= WRITTEN TASK =
Rewrite the lines of the material below, from the line with "Find — the coffered" through the end of the material, including each request line. Multiply every coordinate in the answer points by 1.3 and round to whole numbers with halves rounded up, but keep the sample points in the requests unchanged and omit the pictures.

begin

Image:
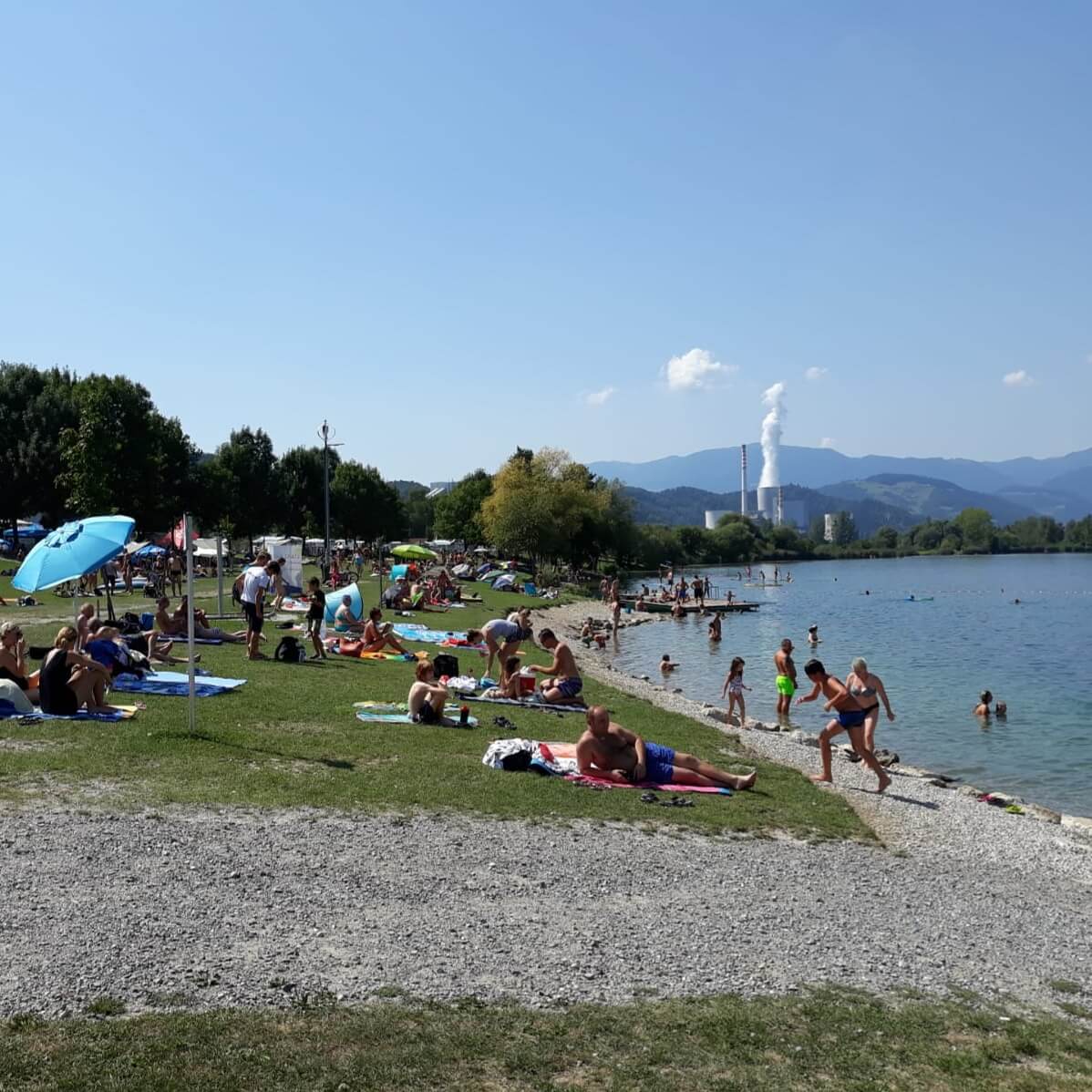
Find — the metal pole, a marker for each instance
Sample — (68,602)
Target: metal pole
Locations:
(189,618)
(220,575)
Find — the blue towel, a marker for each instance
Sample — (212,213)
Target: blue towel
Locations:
(175,684)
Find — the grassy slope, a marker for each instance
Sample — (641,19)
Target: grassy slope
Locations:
(834,1040)
(290,737)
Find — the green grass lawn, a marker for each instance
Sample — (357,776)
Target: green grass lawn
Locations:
(290,737)
(838,1040)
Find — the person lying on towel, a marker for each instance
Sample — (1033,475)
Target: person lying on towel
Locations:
(611,751)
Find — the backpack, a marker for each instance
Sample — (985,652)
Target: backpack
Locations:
(290,651)
(446,664)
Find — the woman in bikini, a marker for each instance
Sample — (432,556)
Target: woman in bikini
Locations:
(869,689)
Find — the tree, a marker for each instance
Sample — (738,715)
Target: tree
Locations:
(845,529)
(302,485)
(363,505)
(458,512)
(35,408)
(976,529)
(123,456)
(248,462)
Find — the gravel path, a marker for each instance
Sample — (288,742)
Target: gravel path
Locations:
(248,908)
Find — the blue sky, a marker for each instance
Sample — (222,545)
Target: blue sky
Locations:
(453,228)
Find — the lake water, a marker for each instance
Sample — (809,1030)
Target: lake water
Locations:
(933,657)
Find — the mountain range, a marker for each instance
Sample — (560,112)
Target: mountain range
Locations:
(878,489)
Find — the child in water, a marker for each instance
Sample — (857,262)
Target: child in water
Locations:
(734,688)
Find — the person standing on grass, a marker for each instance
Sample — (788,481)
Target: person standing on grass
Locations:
(850,718)
(787,676)
(255,585)
(315,612)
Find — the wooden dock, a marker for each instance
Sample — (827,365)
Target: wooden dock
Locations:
(716,606)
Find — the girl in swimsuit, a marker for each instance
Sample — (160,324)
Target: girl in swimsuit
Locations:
(734,688)
(869,689)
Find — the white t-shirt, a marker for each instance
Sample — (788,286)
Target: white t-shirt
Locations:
(253,579)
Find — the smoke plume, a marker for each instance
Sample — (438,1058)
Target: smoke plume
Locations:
(774,397)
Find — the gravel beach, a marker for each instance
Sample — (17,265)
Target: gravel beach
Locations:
(211,908)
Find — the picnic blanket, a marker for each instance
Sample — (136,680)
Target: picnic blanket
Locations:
(397,712)
(175,685)
(120,713)
(530,702)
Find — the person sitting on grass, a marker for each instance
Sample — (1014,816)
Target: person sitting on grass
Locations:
(378,637)
(428,696)
(562,684)
(850,718)
(69,680)
(615,754)
(15,663)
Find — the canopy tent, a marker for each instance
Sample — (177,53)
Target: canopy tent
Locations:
(335,601)
(292,551)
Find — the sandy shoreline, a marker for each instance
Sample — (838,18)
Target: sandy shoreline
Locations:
(794,748)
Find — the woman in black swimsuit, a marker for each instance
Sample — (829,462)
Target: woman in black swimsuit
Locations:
(869,689)
(13,661)
(69,680)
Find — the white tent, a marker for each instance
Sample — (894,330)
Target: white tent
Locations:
(292,551)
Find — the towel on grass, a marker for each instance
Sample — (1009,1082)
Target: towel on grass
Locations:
(120,713)
(397,712)
(175,685)
(582,778)
(530,702)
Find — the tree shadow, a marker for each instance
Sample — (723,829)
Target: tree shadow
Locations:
(333,764)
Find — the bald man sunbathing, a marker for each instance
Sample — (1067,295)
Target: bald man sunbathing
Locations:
(608,750)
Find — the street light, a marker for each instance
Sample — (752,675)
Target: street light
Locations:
(325,433)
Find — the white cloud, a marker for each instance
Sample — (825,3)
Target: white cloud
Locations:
(695,368)
(1016,379)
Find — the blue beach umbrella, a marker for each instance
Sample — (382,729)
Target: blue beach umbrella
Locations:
(73,550)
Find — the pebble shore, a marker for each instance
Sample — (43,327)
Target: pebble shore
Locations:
(209,908)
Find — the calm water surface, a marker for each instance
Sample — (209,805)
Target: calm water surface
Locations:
(933,657)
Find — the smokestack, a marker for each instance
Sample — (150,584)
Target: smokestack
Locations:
(743,479)
(774,397)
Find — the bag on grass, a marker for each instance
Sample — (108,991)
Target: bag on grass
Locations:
(290,651)
(446,664)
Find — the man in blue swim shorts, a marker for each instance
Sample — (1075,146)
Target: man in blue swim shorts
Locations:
(608,750)
(562,683)
(850,716)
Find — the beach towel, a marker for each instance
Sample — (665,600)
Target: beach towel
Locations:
(397,712)
(175,685)
(580,778)
(120,713)
(531,702)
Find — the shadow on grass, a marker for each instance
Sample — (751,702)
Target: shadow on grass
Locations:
(333,764)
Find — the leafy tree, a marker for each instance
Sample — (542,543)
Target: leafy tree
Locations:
(975,527)
(35,408)
(123,456)
(302,485)
(249,467)
(458,512)
(845,529)
(363,505)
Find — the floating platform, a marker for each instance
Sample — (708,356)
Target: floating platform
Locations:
(715,606)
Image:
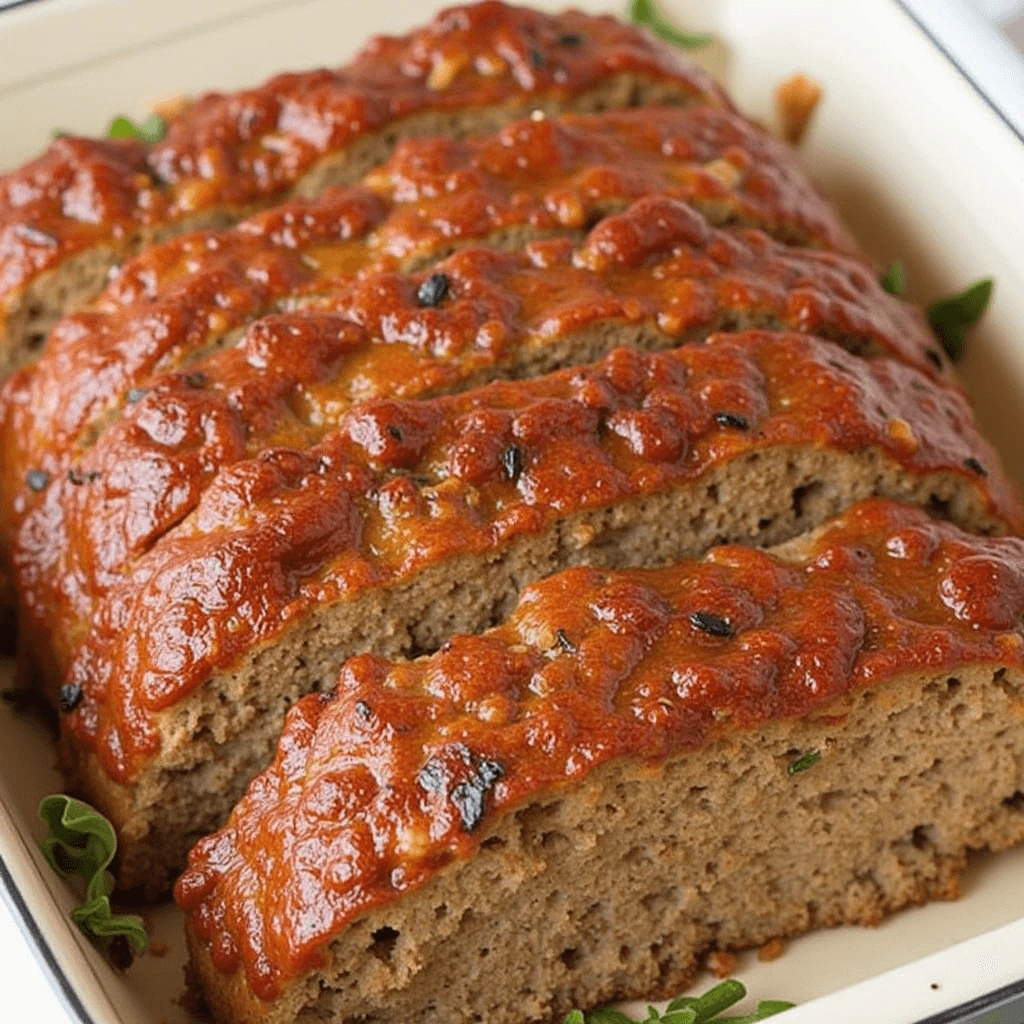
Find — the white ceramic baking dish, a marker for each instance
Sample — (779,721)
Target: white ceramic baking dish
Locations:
(924,168)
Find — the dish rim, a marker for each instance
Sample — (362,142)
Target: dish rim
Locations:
(974,1012)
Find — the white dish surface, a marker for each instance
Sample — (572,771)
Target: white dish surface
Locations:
(893,144)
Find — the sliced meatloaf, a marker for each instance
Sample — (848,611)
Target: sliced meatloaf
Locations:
(653,275)
(86,205)
(412,519)
(635,768)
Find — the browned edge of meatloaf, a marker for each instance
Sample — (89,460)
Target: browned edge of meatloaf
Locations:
(215,739)
(28,314)
(617,887)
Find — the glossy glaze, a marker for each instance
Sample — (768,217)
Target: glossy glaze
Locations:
(399,485)
(240,150)
(655,270)
(404,767)
(537,177)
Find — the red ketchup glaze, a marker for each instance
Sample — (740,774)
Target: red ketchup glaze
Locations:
(250,147)
(399,485)
(542,177)
(657,269)
(406,766)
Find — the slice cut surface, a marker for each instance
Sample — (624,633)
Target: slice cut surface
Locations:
(415,519)
(115,384)
(606,779)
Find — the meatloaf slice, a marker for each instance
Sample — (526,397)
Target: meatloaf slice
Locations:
(86,205)
(572,808)
(416,519)
(654,275)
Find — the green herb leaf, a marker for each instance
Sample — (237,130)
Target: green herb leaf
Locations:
(804,762)
(690,1010)
(680,1017)
(608,1016)
(152,129)
(645,12)
(766,1009)
(894,280)
(81,842)
(950,317)
(723,995)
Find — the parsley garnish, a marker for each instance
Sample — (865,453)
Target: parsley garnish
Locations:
(82,842)
(152,129)
(804,762)
(894,280)
(645,12)
(690,1010)
(950,317)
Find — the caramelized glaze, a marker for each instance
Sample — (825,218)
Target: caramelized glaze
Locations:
(225,154)
(397,486)
(402,769)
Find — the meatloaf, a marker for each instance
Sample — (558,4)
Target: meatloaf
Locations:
(653,275)
(86,205)
(412,519)
(638,766)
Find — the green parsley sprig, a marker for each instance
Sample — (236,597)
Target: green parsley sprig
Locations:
(894,280)
(645,12)
(805,761)
(81,842)
(153,129)
(690,1010)
(951,316)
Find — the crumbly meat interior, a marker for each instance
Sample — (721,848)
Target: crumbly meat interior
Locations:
(619,886)
(216,739)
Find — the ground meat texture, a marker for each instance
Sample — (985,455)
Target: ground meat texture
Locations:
(644,812)
(86,205)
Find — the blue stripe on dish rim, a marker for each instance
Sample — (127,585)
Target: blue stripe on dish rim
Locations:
(58,979)
(1005,1006)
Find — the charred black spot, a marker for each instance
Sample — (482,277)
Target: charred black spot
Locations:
(120,952)
(71,696)
(733,420)
(476,775)
(711,624)
(37,479)
(513,462)
(470,797)
(433,290)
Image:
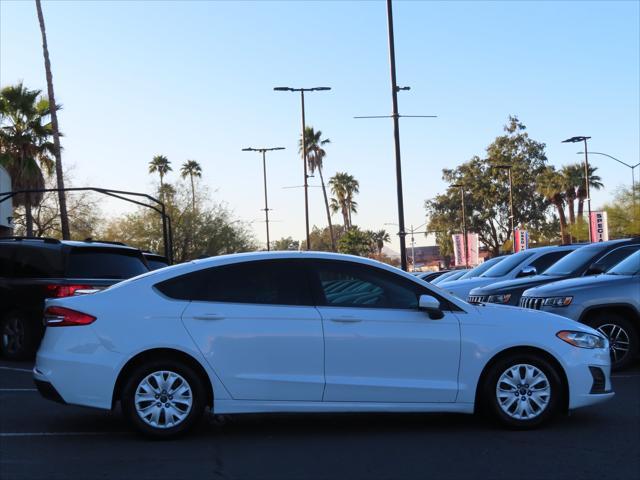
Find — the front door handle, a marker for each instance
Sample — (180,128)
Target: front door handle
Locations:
(208,316)
(346,319)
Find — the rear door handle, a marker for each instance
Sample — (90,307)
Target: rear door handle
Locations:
(346,319)
(208,316)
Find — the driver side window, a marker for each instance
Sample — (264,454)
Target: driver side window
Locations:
(344,284)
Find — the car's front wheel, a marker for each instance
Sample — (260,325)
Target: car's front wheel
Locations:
(622,335)
(163,398)
(523,391)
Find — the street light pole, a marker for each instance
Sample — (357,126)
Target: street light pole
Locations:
(464,225)
(264,175)
(633,179)
(511,216)
(586,174)
(304,151)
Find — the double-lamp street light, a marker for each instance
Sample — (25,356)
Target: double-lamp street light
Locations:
(304,151)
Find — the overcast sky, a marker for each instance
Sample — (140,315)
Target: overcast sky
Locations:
(194,80)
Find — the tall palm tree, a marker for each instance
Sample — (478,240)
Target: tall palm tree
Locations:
(315,156)
(62,199)
(550,184)
(344,187)
(191,169)
(25,147)
(162,165)
(380,238)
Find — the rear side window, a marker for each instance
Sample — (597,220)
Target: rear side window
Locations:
(104,263)
(545,261)
(270,282)
(37,261)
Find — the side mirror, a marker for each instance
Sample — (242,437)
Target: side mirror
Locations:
(595,269)
(430,305)
(528,271)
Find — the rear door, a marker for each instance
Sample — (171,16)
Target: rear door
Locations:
(257,327)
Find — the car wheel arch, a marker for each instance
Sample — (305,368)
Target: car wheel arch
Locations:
(161,354)
(519,350)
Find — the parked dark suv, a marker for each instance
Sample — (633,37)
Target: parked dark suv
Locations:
(33,269)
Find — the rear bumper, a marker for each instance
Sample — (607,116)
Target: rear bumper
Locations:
(48,391)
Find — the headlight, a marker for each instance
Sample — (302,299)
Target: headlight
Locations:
(557,301)
(582,339)
(504,298)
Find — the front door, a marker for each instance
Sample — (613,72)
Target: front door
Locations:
(379,347)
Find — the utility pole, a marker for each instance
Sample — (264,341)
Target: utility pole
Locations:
(264,175)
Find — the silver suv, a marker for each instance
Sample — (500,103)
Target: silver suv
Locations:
(609,303)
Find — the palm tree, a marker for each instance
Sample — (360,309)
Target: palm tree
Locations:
(62,199)
(550,184)
(380,238)
(162,165)
(25,146)
(191,169)
(315,156)
(344,187)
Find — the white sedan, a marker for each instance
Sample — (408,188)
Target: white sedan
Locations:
(309,332)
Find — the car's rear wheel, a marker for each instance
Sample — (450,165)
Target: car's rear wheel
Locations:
(163,398)
(623,337)
(17,336)
(523,391)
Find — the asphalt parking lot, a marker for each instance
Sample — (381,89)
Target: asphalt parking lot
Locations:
(41,439)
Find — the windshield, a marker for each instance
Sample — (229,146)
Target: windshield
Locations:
(629,266)
(483,267)
(575,261)
(508,264)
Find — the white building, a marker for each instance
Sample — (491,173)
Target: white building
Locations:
(6,207)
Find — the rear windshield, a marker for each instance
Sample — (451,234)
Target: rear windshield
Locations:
(629,266)
(483,267)
(508,264)
(104,263)
(575,261)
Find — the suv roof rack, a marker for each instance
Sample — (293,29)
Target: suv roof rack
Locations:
(91,240)
(43,239)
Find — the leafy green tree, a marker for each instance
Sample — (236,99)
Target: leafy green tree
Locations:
(57,152)
(161,165)
(191,169)
(344,188)
(26,149)
(486,191)
(285,243)
(315,156)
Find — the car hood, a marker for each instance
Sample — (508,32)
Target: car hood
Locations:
(574,285)
(515,284)
(461,288)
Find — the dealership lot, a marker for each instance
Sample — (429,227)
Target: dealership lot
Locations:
(41,439)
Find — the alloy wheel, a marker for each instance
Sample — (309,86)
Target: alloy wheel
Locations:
(163,399)
(523,391)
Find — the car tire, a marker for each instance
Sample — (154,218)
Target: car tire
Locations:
(622,334)
(163,398)
(537,384)
(18,336)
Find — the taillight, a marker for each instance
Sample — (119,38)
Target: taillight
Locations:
(60,291)
(65,317)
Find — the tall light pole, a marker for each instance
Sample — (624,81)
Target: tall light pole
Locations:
(633,179)
(586,173)
(264,175)
(304,151)
(511,216)
(464,224)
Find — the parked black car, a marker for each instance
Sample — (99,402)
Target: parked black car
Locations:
(593,258)
(33,269)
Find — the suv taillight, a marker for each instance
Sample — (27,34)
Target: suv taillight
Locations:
(60,291)
(65,317)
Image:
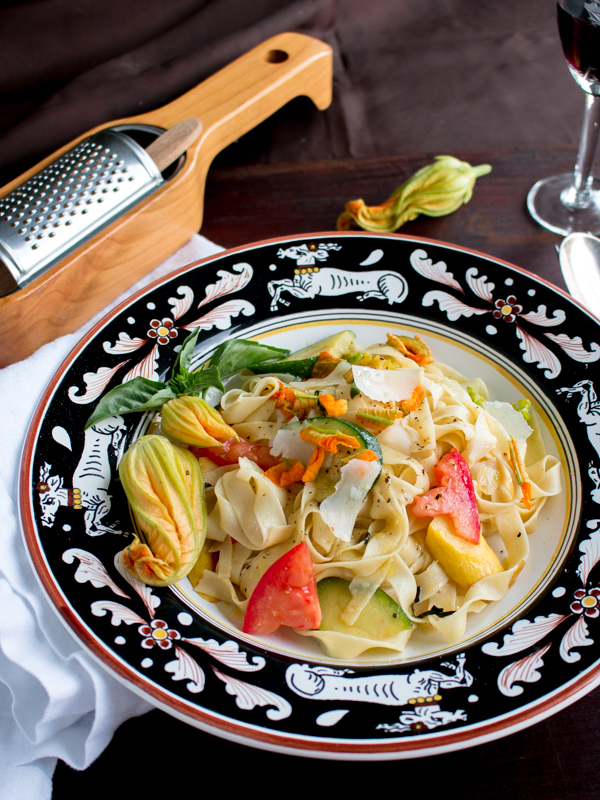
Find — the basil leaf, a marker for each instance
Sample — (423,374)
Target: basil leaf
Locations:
(235,354)
(139,394)
(301,369)
(185,355)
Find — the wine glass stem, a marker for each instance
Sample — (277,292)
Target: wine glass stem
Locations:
(579,195)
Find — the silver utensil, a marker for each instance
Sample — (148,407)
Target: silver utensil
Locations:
(81,193)
(579,256)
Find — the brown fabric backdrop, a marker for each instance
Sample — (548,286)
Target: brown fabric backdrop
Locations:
(433,76)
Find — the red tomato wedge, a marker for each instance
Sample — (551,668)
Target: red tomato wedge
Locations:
(455,496)
(285,595)
(230,451)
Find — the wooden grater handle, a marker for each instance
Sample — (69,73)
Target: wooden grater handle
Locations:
(229,104)
(174,142)
(241,95)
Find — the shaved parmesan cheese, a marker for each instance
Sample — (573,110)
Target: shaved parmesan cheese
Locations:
(287,443)
(511,420)
(387,385)
(340,509)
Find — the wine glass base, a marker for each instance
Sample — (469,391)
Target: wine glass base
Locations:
(545,206)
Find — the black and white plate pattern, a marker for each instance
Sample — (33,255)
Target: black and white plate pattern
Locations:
(525,660)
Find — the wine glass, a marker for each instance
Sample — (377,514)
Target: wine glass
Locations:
(571,202)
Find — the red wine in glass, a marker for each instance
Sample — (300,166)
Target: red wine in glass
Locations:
(571,202)
(580,37)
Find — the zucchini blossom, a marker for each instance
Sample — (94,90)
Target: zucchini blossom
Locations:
(191,420)
(165,489)
(437,189)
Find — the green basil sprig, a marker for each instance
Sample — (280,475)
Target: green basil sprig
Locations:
(142,394)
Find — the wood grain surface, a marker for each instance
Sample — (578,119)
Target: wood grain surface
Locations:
(228,104)
(556,759)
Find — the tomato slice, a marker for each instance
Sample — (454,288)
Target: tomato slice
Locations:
(230,451)
(285,595)
(455,496)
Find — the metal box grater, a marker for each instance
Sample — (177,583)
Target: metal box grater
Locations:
(69,201)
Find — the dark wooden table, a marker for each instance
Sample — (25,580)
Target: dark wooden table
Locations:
(556,759)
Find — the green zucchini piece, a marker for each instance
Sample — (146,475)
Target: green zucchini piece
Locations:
(338,345)
(301,364)
(381,619)
(329,476)
(334,425)
(300,368)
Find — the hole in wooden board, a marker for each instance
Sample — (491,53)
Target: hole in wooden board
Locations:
(277,56)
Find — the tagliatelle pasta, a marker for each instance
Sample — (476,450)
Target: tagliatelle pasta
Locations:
(356,513)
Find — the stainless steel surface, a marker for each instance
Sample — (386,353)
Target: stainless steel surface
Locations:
(70,201)
(580,264)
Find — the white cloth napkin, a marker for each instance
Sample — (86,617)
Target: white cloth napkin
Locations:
(55,699)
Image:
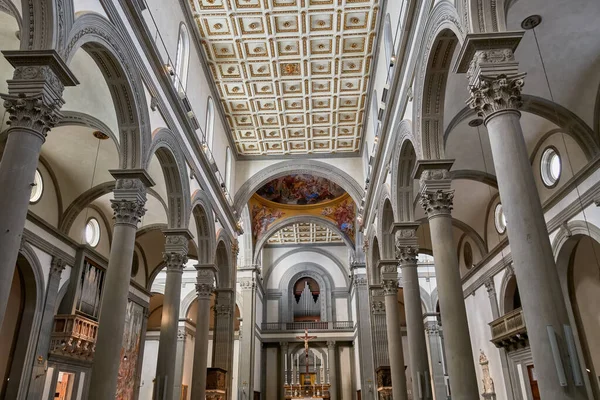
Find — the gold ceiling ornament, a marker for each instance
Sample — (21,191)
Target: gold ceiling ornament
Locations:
(296,37)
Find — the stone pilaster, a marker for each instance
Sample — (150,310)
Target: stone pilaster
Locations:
(33,105)
(175,258)
(333,375)
(38,376)
(204,288)
(365,335)
(128,206)
(407,251)
(437,201)
(389,278)
(495,85)
(248,280)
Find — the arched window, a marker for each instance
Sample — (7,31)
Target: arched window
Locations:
(375,112)
(388,40)
(210,122)
(182,59)
(228,167)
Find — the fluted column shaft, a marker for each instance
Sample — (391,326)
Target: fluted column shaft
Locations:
(407,251)
(204,288)
(495,84)
(33,105)
(128,207)
(389,277)
(332,363)
(175,257)
(38,375)
(436,199)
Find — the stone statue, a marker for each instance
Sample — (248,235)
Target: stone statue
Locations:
(488,383)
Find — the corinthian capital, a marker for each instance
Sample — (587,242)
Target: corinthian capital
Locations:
(128,212)
(498,93)
(438,202)
(35,92)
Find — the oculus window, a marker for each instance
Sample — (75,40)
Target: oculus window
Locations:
(550,167)
(38,187)
(92,232)
(499,219)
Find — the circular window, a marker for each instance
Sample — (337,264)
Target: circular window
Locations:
(92,232)
(37,188)
(550,167)
(468,255)
(500,219)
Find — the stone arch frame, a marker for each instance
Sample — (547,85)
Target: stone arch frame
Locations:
(334,259)
(303,270)
(86,198)
(402,167)
(205,225)
(443,32)
(223,261)
(76,118)
(174,168)
(568,122)
(105,44)
(283,168)
(563,245)
(260,243)
(35,287)
(8,7)
(386,220)
(46,24)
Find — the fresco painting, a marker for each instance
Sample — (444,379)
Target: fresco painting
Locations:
(300,189)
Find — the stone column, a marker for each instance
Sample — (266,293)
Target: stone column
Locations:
(128,207)
(248,280)
(332,366)
(495,84)
(285,366)
(389,278)
(204,287)
(38,375)
(407,250)
(365,339)
(491,289)
(224,329)
(175,258)
(436,199)
(33,104)
(434,340)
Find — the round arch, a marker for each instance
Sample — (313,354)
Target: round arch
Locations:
(283,168)
(172,162)
(101,40)
(205,226)
(402,181)
(298,219)
(443,33)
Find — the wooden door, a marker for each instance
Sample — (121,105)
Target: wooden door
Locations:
(535,391)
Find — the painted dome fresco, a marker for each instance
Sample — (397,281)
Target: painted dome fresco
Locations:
(300,189)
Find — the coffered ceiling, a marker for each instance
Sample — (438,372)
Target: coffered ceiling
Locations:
(304,233)
(292,74)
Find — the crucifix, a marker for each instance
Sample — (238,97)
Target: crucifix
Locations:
(306,338)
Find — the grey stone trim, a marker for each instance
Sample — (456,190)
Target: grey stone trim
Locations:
(174,167)
(317,250)
(194,156)
(319,274)
(283,168)
(8,7)
(114,57)
(568,121)
(76,118)
(296,219)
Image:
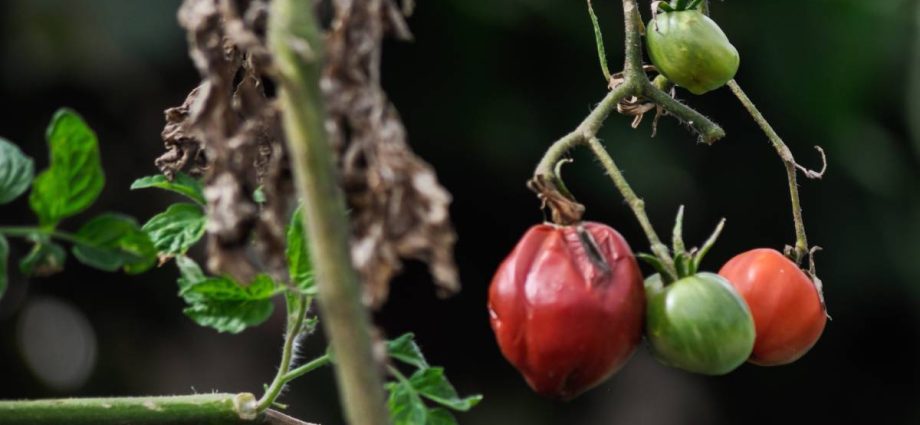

end

= ANSWER IN FULL =
Find — the coffered ceiling, a marker for each instance
Sample — (438,372)
Target: coffered ceiling
Locations:
(395,303)
(380,96)
Find — the crucifix, a marker for each instance
Sample — (238,97)
Target: crucifix
Locations:
(398,439)
Find — the grey stone trim, a marker for each instance
Sample — (456,190)
Target: grey stone trim
Locations:
(226,217)
(412,325)
(252,203)
(415,356)
(368,218)
(10,9)
(148,74)
(738,157)
(99,153)
(385,285)
Image:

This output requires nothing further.